Each line, starting at the one with "ngl i can't tell where the pale right-hand" and running to the end of the data below, is to be set down again exactly, both ends included; leave pictures out.
Segment Start: Source information
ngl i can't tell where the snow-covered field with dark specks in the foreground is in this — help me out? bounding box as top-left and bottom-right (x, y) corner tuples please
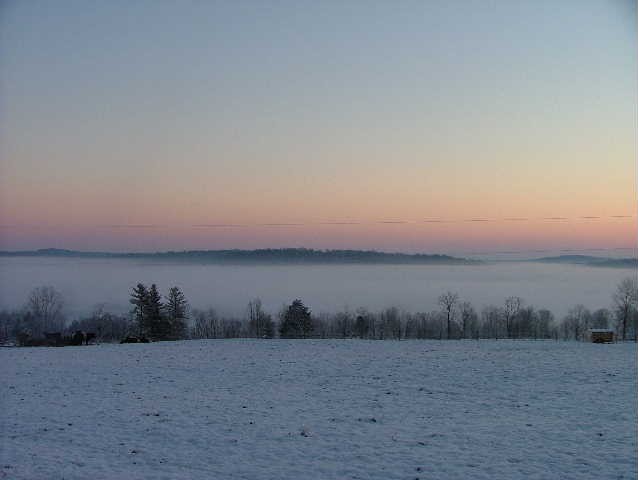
(0, 340), (636, 480)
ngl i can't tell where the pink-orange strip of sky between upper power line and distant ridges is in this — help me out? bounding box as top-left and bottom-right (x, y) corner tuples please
(0, 218), (637, 253)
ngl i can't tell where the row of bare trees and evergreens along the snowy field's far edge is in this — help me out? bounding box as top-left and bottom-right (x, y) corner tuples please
(0, 278), (638, 343)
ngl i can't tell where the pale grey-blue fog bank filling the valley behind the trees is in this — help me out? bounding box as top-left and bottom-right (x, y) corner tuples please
(0, 257), (634, 318)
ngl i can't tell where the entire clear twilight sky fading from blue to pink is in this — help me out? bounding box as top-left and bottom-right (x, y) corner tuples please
(0, 0), (638, 253)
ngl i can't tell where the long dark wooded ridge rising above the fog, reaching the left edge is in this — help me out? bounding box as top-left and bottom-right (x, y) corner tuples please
(0, 248), (483, 265)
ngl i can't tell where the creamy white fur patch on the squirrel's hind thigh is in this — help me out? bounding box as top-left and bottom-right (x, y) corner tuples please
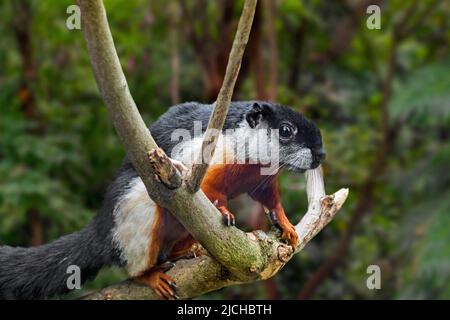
(113, 177), (156, 276)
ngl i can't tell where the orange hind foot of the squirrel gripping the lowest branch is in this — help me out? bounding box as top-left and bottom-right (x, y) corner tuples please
(135, 262), (180, 300)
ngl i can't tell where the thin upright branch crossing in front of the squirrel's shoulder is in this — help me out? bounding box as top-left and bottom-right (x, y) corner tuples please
(187, 0), (257, 192)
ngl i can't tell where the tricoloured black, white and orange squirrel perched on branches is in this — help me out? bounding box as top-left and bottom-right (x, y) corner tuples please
(0, 101), (325, 299)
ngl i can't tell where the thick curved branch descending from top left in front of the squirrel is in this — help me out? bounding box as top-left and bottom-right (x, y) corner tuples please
(78, 0), (264, 278)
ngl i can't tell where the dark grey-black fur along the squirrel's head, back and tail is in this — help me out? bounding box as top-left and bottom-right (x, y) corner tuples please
(0, 101), (322, 299)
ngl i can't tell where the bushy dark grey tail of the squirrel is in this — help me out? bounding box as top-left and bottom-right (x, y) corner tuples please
(0, 219), (115, 299)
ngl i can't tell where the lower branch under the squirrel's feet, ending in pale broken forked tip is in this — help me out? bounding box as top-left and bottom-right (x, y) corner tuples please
(84, 169), (348, 300)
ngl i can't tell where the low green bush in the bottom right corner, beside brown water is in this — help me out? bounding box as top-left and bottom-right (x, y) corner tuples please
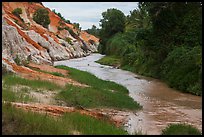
(162, 124), (201, 135)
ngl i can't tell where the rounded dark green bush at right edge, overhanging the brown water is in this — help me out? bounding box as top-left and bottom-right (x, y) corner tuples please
(162, 46), (202, 95)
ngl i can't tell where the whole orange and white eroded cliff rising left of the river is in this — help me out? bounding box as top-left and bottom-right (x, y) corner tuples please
(2, 2), (99, 71)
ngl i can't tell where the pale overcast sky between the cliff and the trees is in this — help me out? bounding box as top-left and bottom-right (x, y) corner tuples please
(43, 2), (138, 30)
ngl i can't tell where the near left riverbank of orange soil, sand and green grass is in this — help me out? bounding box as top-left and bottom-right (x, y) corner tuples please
(2, 64), (141, 135)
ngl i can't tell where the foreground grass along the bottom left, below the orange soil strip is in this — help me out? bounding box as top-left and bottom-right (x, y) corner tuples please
(2, 104), (127, 135)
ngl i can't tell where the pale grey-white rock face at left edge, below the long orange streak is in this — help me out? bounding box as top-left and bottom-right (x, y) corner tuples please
(2, 18), (52, 64)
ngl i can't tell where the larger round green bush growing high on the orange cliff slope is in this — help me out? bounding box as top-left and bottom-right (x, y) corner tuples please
(33, 8), (50, 28)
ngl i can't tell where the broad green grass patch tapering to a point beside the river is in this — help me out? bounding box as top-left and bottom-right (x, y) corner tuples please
(57, 85), (141, 110)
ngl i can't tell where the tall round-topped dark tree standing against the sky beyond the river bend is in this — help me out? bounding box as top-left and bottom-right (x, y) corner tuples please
(99, 8), (125, 54)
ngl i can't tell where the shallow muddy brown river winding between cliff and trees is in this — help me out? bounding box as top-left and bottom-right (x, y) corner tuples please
(54, 54), (202, 135)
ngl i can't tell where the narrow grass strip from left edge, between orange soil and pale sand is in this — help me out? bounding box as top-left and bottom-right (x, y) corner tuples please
(3, 75), (62, 90)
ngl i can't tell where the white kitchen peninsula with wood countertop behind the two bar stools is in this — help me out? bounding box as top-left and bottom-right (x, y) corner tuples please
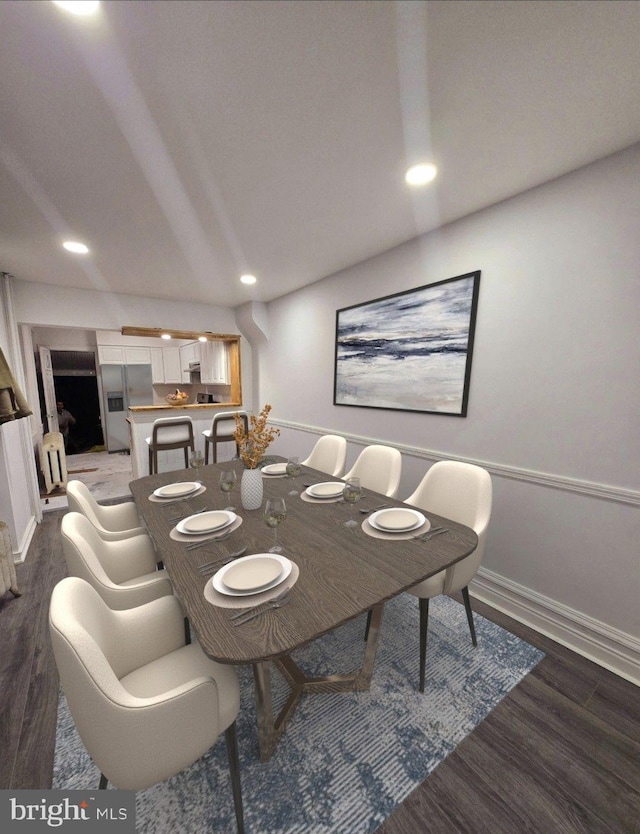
(127, 402), (244, 480)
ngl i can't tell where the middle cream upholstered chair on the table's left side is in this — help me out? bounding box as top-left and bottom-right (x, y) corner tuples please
(60, 512), (173, 609)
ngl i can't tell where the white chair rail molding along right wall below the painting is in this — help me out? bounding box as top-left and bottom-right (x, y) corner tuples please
(269, 419), (640, 507)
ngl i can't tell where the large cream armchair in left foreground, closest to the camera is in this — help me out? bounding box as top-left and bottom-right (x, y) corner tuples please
(49, 576), (244, 834)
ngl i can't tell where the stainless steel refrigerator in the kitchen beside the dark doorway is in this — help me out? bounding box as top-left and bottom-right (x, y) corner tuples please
(100, 365), (153, 452)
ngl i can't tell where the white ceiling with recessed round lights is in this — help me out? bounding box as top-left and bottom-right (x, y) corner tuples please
(0, 0), (640, 306)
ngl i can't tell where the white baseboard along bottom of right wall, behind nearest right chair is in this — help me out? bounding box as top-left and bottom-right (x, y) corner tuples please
(469, 568), (640, 686)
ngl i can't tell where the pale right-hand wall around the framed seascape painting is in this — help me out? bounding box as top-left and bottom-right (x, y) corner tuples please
(260, 146), (640, 676)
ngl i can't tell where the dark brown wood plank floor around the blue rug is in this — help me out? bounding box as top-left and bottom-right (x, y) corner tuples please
(0, 511), (640, 834)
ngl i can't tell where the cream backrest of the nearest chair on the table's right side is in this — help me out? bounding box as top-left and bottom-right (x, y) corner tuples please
(405, 460), (493, 594)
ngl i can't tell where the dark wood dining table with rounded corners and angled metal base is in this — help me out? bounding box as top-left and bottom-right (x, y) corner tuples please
(130, 458), (478, 761)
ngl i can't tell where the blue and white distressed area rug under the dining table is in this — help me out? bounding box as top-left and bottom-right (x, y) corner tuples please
(53, 594), (544, 834)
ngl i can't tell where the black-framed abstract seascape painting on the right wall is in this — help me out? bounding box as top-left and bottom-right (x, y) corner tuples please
(333, 270), (480, 417)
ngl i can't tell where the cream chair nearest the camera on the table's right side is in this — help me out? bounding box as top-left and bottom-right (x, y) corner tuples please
(405, 460), (493, 692)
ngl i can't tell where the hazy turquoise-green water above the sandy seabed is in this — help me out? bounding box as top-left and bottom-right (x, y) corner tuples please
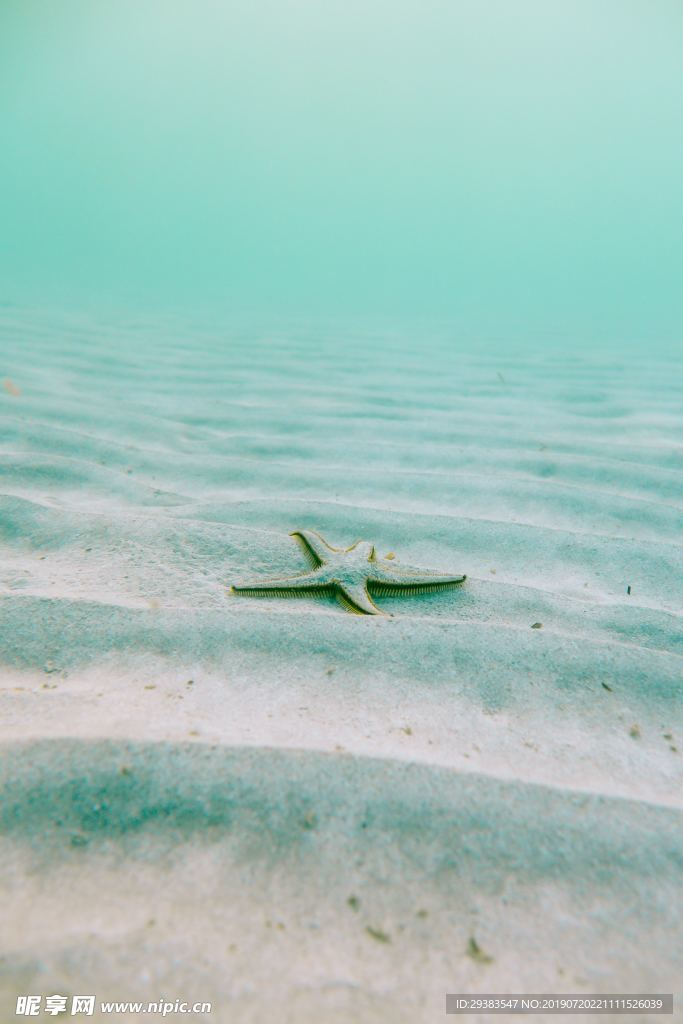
(0, 0), (683, 343)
Segment End: Source information
Response to this exercise:
ngl i can't tell where the pale right-hand wall around the framed seascape painting is in this — help me out? bounding box as top-left and bottom-right (x, y) corner tuples please
(260, 146), (640, 676)
ngl i can't tell where the dark brown wood plank floor around the blue rug is in this — help me out? bounding box as top-left and bottom-right (x, y) corner tuples please
(0, 511), (640, 834)
ngl i can't tell where the cream backrest of the nearest chair on the table's right side is in this — help me out? bounding box as top-left and bottom-right (x, y) corner tuples please
(405, 460), (493, 594)
ngl i can't tell where the dark wood dining table with rounded corners and angled metal base is in this — help me out? bounding box as top-left and bottom-right (x, y) corner tuples please
(130, 458), (478, 761)
ngl i can't tell where the blue and white distressed area rug under the dining table is in this — help me out? bounding box as top-left and bottom-right (x, y) corner tuples please
(53, 594), (544, 834)
ngl i can't tell where the black-framed abstract seascape painting on the right wall is in this — help me out? bounding box as top-left and bottom-right (x, y) corner tuples please
(333, 270), (480, 417)
ngl i can't tell where the cream chair nearest the camera on the table's right side is in this — help me out? bounding box as top-left and bottom-right (x, y) corner tuples please
(405, 460), (493, 692)
ngl i can't tell where the hazy turquoise-green water above the sandy seabed is in this — help me out? bounding box as top-left and bottom-right (x, y) corner tuples please
(0, 0), (683, 343)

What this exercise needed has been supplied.